Uma dessas leituras para não esquecer eram assinadas pelo hoje esquecido João Mohana, médico maranhense que se tornou padre. Guri, eu estranhava flagrar um sujeito de batina que ensinava a como agir na primeira noite. Mas confesso – gostava do Mohana. Se um cara tão escolado estava dizendo, era porque tinha de ser. Hoje entendo o contexto daquelas bulas sentimentais. Eram inspiradas nas conquistas da medicina e psicologia, mas também nas expectativas em torno das mulheres em meio ao pós-Guerra, o Vaticano II, a pílula, a contracultura, arre... Mohana nos altares, já.

Anos mais tarde foi a vez de Corpos, prazeres e paixões, do antropólogo americano Richard Parker. Perdi as contas de quantas vezes recomendei esse livro. Foi um barato me deparar com um estrangeiro desvendando a falta de jeito do brasileiro em lidar com as horizontais. A lista de "nomes feios" pesquisada por Parker é tão extensa quanto incrível: o sexo da mulher é sempre algo mal acabado. O do homem, sinônimo de arma e agressão. Esse vocabulário diz algo sobre nós – que nos achamos os campeões do baralhinho erótico, herdeiros do Zéfiro. Conta outra.

Foi por causa do Parker que li Uma mente própria – a história cultural do pênis, do jornalista David M. Friedman. Como um Jerry Seinfeld enrustido, o autor faz graça da demonização e da mitificação, do psicologismo fálico e da exploração científica da vitalidade peniana. Divertido pacas – recomendo. Agora é a vez de Vagina – uma biografia, da feminista Naomi Wolf, que não sai da cama a não ser que seja por uma boa polêmica.

**Conteúdo dos dados:**
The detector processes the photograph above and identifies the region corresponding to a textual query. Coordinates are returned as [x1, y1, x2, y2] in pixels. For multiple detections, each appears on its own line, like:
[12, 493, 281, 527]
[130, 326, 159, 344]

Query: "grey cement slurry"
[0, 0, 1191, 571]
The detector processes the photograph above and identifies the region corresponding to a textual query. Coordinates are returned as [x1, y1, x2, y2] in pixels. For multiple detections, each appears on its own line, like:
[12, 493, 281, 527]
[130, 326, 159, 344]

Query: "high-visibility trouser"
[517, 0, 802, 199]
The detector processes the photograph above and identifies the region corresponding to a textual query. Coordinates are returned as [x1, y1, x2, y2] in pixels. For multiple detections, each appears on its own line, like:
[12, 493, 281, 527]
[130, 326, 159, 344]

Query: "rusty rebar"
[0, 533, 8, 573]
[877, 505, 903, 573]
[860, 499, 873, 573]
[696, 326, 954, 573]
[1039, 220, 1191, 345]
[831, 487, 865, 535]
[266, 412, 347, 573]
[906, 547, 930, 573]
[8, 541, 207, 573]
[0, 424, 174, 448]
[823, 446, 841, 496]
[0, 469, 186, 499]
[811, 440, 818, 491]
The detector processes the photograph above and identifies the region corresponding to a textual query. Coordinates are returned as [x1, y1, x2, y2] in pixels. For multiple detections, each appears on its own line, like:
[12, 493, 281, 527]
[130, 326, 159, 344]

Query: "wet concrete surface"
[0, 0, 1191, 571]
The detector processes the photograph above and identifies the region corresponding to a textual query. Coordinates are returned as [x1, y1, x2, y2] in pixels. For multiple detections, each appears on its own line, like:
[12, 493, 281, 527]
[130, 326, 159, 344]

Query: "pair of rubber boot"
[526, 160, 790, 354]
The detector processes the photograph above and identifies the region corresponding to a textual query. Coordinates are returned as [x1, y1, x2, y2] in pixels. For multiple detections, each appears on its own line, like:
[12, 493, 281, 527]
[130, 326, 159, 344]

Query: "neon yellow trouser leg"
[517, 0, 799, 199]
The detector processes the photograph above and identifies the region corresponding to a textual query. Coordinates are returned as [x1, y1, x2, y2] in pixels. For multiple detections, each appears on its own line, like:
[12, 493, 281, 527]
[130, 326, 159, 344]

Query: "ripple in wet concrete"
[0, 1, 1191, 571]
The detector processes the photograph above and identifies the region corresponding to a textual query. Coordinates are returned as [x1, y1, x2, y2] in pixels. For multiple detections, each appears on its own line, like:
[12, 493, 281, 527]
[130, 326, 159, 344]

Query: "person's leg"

**Pratique a leitura:**
1. Indique se cada afirmação abaixo está de acordo com o texto sobre livros de sexualidade e justifique com as palavras do próprio texto, citadas literalmente: (a) João Mohana era um médico do Maranhão que virou padre; (b) Richard Parker era um jornalista americano; (c) a leitura do livro de David M. Friedman aconteceu por influência de Parker.
2. Continue o texto sobre livros de sexualidade a partir do ponto em que ele termina.

**Respostas esperadas:**
1.
(a) Sim: "médico maranhense que se tornou padre".
(b) Não: "do antropólogo americano Richard Parker".
(c) Sim: "Foi por causa do Parker que li Uma mente própria".

2.
Teve site vendendo o livro com asterisco depois do "v", ignorando que Wolf está ocupada de provar a complexa teia neurológica entre cérebro e sua biografada, essa perseguida. Bem, acho que a diarista aqui de casa também não gostou da capa e do título e resolveu o problema à sua maneira: colocou uma pilha de papel em cima dessa "pouca vergonha", dando vitória à faxina moral e às virtudes de Veja Limpeza Pesada.

Depois do compêndio da Wolf, fiquei curioso em saber como é que se viram as pessoas que precisam falar de "vagina" e "pênis" a toda hora. Recorri a duas experts: Vanja Salmazo, 50 anos, administradora; e Camila Souza, 24, da área de marketing (foto). Elas são sócias num sex shop exclusivo para mulheres. Camila é noviça. Vanja soma quase uma década no ramo – foi proprietária da loja Volúpia, em Porto Alegre, sua academia. Quando desembarcou em Curitiba, sabia tudo o que interessava para se estabelecer em meio aos franco-atiradores.

Uma e outra sacaram, não é de hoje, a dificuldade geral da nação em tratar de sexo. Por isso, adotaram como norma culta a linguagem, digamos, de enciclopédia da Editora Abril. Nada de diminutivos tolos – na vã tentativa de infantilizar a freguesia. Jamais se permitem malícias de salão, essa especialidade tupiniquim que deu o que tinha que dar. Vanja e Camila estão mais para tratado de sexologia aplicada e é mesmo uma lástima que Naomi Wolf não tenha recorrido aos préstimos das gurias.

O mais impressionante é a garantia que elas dão de que se sentem muitos felizes com tarefa tão rigorosa. Não se portam como Greta Garbo em Ninotchka, juram, nem quando têm de explicar o funcionamento de bombinhas penianas e outros instrumentos de tortura. "Não podemos ser muito sorridentes, é verdade. Aqui, a timidez impera, mas quem nos procura está apaixonada. Sexo salva", diz uma tecnocrata Vanja, em coro com a sócia.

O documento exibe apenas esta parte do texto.